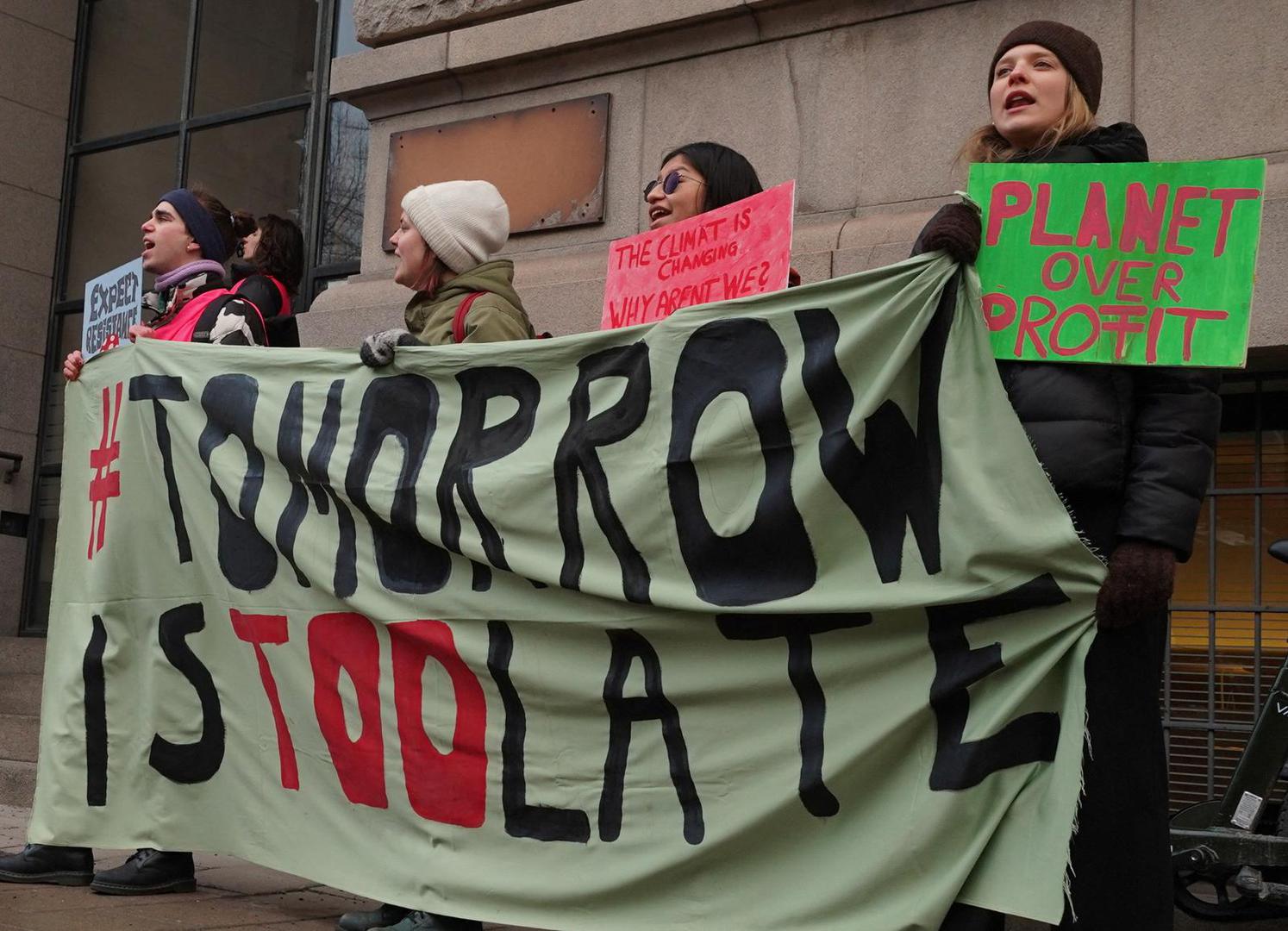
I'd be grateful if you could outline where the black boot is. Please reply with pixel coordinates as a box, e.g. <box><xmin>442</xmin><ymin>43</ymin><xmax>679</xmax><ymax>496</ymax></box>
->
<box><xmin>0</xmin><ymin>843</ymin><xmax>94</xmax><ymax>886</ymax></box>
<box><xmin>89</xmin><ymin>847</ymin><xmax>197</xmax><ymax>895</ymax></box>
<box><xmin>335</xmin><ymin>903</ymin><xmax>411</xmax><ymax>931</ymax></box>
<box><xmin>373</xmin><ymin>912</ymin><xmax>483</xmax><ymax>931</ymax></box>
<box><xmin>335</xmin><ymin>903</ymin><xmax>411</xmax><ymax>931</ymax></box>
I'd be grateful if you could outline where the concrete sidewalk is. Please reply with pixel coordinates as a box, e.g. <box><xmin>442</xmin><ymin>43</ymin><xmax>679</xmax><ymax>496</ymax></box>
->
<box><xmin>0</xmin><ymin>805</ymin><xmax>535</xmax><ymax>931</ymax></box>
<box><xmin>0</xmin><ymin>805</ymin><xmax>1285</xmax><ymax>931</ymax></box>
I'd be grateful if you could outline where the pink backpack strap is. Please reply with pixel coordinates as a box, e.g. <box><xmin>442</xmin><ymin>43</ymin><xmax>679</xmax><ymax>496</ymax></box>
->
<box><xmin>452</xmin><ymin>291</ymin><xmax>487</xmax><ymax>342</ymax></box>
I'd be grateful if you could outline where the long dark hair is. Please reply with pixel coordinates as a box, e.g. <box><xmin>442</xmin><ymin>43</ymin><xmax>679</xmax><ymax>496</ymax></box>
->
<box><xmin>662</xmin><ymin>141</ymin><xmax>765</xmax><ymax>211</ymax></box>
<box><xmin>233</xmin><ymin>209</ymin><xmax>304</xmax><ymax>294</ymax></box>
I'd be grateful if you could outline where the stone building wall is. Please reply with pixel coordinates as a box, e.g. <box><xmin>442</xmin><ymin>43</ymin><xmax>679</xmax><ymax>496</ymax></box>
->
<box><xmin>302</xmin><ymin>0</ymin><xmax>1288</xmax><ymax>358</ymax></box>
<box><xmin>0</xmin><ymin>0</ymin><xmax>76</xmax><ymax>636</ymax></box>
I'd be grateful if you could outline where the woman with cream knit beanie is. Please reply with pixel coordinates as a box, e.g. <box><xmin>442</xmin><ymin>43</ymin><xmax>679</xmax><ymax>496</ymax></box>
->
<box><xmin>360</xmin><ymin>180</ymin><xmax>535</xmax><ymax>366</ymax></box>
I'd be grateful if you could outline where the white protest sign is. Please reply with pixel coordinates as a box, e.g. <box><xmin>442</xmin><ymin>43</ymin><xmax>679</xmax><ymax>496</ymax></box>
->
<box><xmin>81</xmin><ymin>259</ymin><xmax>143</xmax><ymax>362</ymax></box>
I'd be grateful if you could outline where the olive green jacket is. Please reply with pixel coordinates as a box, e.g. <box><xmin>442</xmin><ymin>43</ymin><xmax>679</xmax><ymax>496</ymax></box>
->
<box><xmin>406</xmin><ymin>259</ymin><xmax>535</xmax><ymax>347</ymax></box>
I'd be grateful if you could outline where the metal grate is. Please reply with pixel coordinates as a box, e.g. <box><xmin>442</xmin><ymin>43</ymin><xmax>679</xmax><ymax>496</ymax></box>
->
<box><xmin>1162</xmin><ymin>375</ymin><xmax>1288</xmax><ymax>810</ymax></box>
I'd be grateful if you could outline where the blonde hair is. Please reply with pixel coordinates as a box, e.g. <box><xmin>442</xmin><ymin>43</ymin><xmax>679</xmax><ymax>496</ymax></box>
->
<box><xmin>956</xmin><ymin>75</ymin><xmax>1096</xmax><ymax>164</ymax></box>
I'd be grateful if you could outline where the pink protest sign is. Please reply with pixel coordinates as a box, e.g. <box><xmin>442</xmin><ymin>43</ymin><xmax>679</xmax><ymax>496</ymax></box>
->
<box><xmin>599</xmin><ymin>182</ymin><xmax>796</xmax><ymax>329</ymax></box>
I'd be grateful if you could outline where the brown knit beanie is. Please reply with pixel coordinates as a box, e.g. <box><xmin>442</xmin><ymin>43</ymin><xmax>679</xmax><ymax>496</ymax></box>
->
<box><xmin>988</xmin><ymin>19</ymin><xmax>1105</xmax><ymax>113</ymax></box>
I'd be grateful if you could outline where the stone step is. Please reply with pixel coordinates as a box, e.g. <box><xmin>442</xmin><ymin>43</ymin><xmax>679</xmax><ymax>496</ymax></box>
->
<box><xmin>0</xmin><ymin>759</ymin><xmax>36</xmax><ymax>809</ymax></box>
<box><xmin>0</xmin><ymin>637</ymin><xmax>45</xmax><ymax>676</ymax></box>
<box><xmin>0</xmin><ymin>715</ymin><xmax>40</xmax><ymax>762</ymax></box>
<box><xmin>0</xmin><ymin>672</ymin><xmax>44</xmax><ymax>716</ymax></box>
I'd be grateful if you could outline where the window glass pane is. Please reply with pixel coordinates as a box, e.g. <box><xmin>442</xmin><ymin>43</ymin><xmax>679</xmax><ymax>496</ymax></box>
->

WORK INSTRUCTIONS. Restate word for word the lines from the one holding "I'd be grateful if you could outline where the stone step" to the end of the listing, both ends included, and nothing more.

SOLUTION TO THIS EXERCISE.
I'd be grateful if you could outline where the stone step is. Please reply with pixel coordinates as a box, e.g. <box><xmin>442</xmin><ymin>43</ymin><xmax>679</xmax><ymax>496</ymax></box>
->
<box><xmin>0</xmin><ymin>759</ymin><xmax>36</xmax><ymax>809</ymax></box>
<box><xmin>0</xmin><ymin>637</ymin><xmax>45</xmax><ymax>676</ymax></box>
<box><xmin>0</xmin><ymin>715</ymin><xmax>40</xmax><ymax>762</ymax></box>
<box><xmin>0</xmin><ymin>672</ymin><xmax>44</xmax><ymax>716</ymax></box>
I'd be grateful if you could outline where the window glass pane is. Please reply with pixel coordinates as a box, e.g. <box><xmin>442</xmin><ymin>43</ymin><xmax>679</xmax><ymax>496</ymax></box>
->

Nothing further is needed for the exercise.